The Department of Health has refused to say whether or not it has set aside any resources to help trusts cope with a major change to private finance initiative schemes later this year.

HSJ has learnt that some acute and primary care trusts have calculated the move to international financial reporting standards on 1 April could incur significant extra costs and alter their break-even position.

One of these is Maidstone and Tunbridge Wells trust, whose new 512-bed PFI hospital was given final go-ahead by NHS South East Coast last week.

The£227m deal will cost the trust£35.6m in payments to the private contractor each year.

But the trust has worked out that it could face an extra£19m in revenue costs from the move to the international standards.

Maidstone and Tunbridge Wells estates director Graham Goddard told HSJ the extra cost would arise if the international rules meant that, in contrast to UK rules, the capital value of the PFI scheme would have to appear on the trust's balance sheet.

As well as making the full liability for the debt clear, the balance sheet move could make the trust liable for 3.5 per cent annual capital charges and depreciation costs on its value.

Mr Goddard said the Treasury had set the trust "very clear" affordability parameters for the scheme. These included a cap on level of annual payment to the contractor and the overall capital value.

The scheme was already at the limit of these affordability caps, and the move to international standards could further dent how affordable it was to the trust.

But Mr Goddard said: "The [international standards] extra charges were not one of the parameters set by the Treasury. Until told otherwise, we have to discount [it] as a concern."

A DH spokesperson said it was not able to disclose whether or not it had set aside any additional revenue to help affected trusts pay the extra capital charges they could be liable to pay to the Treasury.

HSJ understands the department may be discussing scrapping the charges altogether.

PricewaterhouseCoopers technical support head Lynn Hine said in the absence of clear DH or Treasury guidance, all NHS finance directors should be modelling the potential impact of a balance sheet move for any existing or future private finance deals.

When an asset such as a PFI building is shown on a balance sheet its value must be spread over its useful life span in the form of a depreciation charge.

Ms Hine said that in effect this meant trusts could become liable for an additional charge on their income account which could affect their ability to break even.

(EXERCISES)
**1)** According to the article on PFI accounting, how many beds does the new Maidstone and Tunbridge Wells PFI hospital have?
**2)** Reproduce the stretch of the article on PFI accounting from "But Mr Goddard" through "a depreciation charge.".
The data below is separate material and not part of the article.

Stored data entries:

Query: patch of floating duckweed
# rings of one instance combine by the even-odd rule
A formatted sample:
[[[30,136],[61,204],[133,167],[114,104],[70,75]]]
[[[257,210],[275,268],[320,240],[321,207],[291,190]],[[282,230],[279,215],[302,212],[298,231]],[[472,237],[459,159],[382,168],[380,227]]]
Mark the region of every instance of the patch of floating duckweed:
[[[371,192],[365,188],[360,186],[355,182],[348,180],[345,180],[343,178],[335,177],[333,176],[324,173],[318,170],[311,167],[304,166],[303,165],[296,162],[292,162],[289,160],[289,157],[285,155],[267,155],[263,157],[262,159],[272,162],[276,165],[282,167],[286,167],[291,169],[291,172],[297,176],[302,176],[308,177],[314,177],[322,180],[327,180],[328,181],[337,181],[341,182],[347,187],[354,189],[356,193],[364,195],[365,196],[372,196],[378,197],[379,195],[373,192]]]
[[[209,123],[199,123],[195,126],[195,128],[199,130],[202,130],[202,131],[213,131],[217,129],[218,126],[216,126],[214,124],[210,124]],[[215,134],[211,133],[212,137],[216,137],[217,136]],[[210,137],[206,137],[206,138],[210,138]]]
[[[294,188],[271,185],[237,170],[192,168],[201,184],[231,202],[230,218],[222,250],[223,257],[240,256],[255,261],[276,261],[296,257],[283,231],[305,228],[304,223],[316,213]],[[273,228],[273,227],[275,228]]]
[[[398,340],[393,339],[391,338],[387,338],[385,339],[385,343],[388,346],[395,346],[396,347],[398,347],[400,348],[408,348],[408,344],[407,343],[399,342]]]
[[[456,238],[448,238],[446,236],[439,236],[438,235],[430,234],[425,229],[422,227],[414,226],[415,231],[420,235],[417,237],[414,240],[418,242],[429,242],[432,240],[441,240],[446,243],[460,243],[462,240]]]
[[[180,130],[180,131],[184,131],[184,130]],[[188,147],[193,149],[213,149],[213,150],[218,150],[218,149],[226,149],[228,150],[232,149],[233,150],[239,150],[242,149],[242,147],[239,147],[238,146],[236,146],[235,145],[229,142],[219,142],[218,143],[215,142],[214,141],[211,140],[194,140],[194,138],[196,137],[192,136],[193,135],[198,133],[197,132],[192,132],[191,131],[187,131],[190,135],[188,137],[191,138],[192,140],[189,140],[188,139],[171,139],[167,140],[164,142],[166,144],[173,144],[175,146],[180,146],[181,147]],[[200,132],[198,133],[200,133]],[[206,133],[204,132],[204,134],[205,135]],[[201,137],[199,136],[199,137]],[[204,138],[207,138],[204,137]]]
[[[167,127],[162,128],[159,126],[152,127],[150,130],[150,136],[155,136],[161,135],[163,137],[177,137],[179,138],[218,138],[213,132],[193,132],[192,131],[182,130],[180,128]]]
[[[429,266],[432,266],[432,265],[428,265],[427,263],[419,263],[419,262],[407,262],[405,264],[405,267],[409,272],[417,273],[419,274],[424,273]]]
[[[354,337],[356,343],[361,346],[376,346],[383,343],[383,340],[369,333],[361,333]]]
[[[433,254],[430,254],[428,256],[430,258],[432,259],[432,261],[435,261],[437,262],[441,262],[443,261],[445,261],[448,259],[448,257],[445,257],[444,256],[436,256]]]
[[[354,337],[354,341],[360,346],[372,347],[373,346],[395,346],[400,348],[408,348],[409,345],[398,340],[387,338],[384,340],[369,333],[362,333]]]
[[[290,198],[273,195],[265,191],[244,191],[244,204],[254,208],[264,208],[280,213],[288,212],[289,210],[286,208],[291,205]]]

(YOUR WRITTEN ANSWERS)
**1)** It has 512 beds.

**2)**
But Mr Goddard said: "The [international standards] extra charges were not one of the parameters set by the Treasury. Until told otherwise, we have to discount [it] as a concern."

A DH spokesperson said it was not able to disclose whether or not it had set aside any additional revenue to help affected trusts pay the extra capital charges they could be liable to pay to the Treasury.

HSJ understands the department may be discussing scrapping the charges altogether.

PricewaterhouseCoopers technical support head Lynn Hine said in the absence of clear DH or Treasury guidance, all NHS finance directors should be modelling the potential impact of a balance sheet move for any existing or future private finance deals.

When an asset such as a PFI building is shown on a balance sheet its value must be spread over its useful life span in the form of a depreciation charge.